WHAT IS ASKED: Which lines in the listing below contain the string "debris"? Copy out each of them.

[Labeled-object pointing entries]

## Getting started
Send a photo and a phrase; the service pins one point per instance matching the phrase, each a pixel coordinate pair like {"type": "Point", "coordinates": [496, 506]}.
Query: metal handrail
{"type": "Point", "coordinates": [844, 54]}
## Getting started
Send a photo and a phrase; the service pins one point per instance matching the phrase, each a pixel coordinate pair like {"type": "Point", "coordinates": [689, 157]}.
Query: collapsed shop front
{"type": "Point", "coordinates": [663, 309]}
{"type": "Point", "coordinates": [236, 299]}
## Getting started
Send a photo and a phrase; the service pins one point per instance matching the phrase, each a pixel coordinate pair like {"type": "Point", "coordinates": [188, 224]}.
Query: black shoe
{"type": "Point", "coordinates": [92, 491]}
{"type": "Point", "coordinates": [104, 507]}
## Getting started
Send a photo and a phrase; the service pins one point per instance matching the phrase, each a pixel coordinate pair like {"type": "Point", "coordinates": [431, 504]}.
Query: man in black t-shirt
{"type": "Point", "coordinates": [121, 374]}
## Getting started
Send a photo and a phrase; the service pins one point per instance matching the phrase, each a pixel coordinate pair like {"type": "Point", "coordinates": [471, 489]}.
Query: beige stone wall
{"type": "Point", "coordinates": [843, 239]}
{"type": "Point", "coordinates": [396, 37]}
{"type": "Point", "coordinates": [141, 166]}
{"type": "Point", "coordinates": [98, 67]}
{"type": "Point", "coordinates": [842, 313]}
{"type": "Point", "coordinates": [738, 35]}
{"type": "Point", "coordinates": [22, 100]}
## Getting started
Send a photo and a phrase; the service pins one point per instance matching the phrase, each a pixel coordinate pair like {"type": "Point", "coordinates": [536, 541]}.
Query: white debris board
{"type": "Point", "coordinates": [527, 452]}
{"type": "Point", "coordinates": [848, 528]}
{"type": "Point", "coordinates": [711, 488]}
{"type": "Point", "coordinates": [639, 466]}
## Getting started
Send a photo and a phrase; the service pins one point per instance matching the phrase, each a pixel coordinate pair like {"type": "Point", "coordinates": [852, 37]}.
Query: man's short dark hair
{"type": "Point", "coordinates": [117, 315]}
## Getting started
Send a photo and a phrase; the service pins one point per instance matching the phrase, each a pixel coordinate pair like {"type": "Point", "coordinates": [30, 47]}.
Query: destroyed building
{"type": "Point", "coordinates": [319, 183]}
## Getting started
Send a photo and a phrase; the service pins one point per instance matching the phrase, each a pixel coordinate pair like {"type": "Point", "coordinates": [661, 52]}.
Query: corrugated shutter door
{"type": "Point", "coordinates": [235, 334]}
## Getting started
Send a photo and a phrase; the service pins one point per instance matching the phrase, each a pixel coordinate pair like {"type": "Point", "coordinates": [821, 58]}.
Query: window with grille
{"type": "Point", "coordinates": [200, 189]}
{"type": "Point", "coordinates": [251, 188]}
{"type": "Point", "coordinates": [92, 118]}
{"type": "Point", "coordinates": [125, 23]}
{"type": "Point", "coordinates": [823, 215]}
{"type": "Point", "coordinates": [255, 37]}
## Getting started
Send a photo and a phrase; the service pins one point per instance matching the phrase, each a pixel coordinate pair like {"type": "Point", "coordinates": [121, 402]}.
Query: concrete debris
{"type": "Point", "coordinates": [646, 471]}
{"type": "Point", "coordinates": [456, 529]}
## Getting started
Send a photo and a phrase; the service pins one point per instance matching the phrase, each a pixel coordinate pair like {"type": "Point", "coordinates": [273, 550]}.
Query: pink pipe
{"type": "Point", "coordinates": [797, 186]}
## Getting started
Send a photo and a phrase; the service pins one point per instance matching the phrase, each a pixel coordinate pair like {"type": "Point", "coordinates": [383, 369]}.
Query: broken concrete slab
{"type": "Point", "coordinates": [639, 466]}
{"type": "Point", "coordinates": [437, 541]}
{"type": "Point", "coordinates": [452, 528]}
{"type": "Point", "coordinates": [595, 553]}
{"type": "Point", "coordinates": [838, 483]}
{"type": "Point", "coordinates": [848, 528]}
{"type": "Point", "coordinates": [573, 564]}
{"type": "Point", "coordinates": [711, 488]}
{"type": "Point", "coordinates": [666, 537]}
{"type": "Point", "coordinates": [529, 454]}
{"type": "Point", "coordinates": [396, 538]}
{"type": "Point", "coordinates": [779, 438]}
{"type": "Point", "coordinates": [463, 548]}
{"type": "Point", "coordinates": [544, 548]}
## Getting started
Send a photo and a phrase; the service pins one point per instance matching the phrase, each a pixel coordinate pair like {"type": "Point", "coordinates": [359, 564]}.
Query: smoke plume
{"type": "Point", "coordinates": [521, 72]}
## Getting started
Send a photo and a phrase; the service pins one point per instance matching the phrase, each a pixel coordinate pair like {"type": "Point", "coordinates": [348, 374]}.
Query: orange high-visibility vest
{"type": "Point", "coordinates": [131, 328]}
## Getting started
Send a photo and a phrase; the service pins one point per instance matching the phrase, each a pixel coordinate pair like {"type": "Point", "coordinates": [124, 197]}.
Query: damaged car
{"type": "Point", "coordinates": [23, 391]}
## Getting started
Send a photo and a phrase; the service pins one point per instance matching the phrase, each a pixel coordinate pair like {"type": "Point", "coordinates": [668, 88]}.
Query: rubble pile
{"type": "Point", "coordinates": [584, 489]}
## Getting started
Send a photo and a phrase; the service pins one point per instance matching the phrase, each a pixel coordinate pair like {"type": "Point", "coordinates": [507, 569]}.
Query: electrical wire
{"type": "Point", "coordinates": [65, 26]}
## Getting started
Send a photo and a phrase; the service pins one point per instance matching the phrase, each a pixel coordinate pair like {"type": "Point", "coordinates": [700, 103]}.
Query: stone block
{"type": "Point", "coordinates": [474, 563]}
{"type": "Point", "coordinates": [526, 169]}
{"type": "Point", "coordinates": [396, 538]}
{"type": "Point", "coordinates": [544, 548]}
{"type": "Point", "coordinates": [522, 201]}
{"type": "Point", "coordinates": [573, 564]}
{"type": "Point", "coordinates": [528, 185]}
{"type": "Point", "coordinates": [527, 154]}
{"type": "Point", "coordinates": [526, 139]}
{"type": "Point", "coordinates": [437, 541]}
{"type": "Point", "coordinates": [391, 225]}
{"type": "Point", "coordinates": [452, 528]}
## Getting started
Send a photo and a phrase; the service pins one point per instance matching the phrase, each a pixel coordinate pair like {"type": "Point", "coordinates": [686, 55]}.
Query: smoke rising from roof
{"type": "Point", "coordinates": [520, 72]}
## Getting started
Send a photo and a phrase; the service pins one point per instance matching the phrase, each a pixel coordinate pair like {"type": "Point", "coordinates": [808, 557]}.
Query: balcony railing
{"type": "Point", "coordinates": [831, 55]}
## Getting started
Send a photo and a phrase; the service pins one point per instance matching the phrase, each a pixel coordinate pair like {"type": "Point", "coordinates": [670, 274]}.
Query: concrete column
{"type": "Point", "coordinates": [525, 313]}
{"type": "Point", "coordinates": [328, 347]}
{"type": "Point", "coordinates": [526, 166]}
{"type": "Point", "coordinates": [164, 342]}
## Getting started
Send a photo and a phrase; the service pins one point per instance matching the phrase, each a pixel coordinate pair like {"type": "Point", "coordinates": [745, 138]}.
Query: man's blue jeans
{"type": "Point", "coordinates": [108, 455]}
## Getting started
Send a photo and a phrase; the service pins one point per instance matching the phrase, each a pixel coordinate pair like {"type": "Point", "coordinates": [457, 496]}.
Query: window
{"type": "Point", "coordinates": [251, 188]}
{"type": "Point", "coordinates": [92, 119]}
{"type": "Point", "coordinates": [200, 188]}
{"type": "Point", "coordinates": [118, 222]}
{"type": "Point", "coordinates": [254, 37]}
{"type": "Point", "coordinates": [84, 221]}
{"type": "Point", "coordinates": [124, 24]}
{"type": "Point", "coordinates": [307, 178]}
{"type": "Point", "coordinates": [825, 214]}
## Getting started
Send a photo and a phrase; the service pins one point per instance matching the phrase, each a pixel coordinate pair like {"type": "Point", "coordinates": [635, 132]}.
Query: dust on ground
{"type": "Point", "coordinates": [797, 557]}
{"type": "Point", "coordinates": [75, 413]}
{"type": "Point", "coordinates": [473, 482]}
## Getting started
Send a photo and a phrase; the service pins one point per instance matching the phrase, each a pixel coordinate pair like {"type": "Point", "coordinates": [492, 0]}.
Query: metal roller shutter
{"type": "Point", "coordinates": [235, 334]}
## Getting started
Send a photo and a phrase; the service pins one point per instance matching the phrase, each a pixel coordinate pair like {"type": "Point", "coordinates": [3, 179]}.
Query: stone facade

WORKED ANSWER:
Query: white debris board
Query: concrete debris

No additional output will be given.